> **Objectives**
(A) Name every university mentioned in the announcement of the computing symposium keynote speaker.
(B) Gather every line of the records that contains the string "wooden".
### Source excerpt ###
BOULDER, Colo., Jan. 13, 2020 — Dr. Jason Dexter, a working group coordinator for the groundbreaking black hole imaging studies published by Event Horizon Telescope last Spring, will be the second Keynote Speaker at the Rocky Mountain Advanced Computing Consortium’s (RMACC) 10th annual High Performance Computing Symposium, May 19-21, in Boulder.
Dexter, a member of the astrophysical and planetary sciences faculty at the University of Colorado Boulder, will speak on the role of high performance computing in understanding what we see in the first image of a black hole. He is a member of both the Event Horizon Telescope and VLTI/GRAVITY collaborations, which can now image black holes.
Dexter earned his Ph.D. at the University of Washington and was a postdoctoral fellow at UC Berkeley. He served as a research group leader in Germany before joining the CU Boulder faculty last fall. His research focuses on using the light emitted by gas falling into black holes to understand how they grow and to study gravity in the immediate vicinity of the event horizon.
### Data for the task ###
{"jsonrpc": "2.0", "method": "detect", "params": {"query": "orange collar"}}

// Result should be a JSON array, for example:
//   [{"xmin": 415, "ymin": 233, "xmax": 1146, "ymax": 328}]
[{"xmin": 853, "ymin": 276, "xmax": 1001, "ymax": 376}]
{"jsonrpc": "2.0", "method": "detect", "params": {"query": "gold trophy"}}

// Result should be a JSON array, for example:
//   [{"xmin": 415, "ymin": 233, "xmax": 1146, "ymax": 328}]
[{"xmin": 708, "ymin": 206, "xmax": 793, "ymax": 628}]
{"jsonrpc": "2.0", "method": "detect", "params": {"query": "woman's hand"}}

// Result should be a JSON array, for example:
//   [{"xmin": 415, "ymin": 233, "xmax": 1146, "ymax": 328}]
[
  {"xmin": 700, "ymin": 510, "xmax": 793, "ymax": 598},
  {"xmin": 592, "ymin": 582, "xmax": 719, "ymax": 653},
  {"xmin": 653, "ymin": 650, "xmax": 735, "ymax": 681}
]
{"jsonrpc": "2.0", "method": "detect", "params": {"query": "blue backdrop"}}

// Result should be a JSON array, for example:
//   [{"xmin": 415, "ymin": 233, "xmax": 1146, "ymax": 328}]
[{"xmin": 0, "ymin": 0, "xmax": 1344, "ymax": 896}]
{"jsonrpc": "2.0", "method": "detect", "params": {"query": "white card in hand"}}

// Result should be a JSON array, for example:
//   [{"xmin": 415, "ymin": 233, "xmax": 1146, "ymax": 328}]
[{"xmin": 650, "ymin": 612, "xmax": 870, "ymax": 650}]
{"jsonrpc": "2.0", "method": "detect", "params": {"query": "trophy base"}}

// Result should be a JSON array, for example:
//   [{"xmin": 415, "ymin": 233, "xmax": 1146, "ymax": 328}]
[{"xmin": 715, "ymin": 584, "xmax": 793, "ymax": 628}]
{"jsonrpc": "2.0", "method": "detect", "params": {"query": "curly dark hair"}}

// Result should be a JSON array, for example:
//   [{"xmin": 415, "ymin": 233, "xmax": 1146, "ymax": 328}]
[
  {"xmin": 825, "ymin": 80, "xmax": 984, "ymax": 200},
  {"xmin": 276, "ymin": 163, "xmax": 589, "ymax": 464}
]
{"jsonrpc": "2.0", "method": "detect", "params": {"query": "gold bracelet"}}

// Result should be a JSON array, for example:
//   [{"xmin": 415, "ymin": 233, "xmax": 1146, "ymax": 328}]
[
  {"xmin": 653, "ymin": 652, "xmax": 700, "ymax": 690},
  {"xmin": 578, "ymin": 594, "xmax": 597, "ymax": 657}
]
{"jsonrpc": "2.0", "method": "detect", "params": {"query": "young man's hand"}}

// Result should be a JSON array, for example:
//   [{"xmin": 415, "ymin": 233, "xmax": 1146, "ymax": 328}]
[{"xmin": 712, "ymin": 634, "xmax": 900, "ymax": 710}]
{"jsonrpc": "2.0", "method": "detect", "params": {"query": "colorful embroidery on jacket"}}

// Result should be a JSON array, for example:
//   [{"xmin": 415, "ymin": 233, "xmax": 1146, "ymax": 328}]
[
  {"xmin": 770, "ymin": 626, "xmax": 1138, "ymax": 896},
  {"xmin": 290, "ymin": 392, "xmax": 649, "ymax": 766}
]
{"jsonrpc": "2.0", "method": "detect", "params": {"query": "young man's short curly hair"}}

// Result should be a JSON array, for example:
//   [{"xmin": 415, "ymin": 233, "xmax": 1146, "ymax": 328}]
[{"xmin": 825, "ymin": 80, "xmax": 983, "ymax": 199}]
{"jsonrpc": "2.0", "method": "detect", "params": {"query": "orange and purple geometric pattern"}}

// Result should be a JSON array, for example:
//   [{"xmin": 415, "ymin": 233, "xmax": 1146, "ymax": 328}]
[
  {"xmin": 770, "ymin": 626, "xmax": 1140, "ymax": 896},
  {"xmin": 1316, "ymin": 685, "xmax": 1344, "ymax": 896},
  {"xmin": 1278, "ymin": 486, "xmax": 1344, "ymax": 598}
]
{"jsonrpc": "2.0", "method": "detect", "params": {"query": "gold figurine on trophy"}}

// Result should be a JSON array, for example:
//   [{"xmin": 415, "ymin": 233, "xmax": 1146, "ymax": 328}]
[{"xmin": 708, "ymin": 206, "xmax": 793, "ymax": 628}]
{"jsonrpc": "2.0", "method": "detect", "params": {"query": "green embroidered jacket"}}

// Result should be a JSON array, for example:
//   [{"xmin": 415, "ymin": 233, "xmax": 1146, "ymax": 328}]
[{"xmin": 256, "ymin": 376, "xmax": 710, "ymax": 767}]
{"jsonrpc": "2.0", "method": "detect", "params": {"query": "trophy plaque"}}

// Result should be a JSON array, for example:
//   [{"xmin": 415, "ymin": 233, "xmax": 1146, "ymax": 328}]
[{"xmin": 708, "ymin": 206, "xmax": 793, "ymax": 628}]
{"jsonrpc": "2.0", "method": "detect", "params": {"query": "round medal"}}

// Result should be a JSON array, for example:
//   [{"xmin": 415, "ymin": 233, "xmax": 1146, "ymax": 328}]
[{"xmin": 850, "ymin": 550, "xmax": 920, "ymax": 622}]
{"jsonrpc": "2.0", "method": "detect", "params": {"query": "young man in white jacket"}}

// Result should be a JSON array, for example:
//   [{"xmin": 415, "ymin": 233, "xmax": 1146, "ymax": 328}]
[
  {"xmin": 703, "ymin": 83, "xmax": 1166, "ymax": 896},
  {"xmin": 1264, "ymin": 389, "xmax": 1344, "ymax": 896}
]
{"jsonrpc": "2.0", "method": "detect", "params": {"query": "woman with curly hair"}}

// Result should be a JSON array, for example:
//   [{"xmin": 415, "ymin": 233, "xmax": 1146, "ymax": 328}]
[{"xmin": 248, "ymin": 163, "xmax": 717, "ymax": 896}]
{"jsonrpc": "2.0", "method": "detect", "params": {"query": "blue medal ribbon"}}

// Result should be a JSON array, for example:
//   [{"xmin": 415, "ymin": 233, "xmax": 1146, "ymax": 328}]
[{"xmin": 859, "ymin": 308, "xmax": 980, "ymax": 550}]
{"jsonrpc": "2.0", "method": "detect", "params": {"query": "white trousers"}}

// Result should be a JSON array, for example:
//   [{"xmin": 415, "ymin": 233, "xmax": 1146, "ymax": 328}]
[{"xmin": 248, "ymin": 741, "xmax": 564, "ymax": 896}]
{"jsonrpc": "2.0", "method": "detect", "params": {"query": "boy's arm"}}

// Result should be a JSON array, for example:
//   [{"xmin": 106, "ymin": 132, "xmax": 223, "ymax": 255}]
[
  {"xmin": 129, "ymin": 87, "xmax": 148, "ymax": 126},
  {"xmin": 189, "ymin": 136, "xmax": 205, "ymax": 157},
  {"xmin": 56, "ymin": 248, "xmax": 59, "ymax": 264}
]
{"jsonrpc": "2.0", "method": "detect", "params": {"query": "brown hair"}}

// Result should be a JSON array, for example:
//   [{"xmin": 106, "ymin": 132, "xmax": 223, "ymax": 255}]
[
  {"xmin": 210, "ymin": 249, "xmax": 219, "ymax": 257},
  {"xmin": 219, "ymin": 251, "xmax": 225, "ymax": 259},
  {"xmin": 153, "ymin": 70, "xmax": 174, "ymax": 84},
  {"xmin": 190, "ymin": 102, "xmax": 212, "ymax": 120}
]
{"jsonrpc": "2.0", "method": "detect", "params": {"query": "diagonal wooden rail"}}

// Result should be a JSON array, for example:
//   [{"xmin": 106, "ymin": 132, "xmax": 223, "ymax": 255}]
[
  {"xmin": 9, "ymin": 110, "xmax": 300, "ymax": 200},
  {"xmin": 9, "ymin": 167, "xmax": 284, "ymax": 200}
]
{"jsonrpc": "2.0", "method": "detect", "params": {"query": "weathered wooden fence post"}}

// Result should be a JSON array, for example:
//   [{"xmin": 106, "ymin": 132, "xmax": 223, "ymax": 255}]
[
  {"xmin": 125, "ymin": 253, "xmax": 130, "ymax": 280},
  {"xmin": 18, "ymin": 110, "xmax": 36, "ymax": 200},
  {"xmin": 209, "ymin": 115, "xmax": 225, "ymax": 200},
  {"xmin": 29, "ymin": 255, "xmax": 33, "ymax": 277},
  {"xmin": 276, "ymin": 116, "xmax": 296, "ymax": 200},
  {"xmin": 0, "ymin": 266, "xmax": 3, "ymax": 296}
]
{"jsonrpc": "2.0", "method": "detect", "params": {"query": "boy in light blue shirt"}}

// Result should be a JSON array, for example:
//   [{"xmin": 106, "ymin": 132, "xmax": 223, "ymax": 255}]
###
> **Per-task answers**
(A) University of Colorado Boulder, University of Washington, and UC Berkeley

(B)
{"jsonrpc": "2.0", "method": "detect", "params": {"query": "diagonal wooden rail"}}
{"jsonrpc": "2.0", "method": "detect", "params": {"query": "weathered wooden fence post"}}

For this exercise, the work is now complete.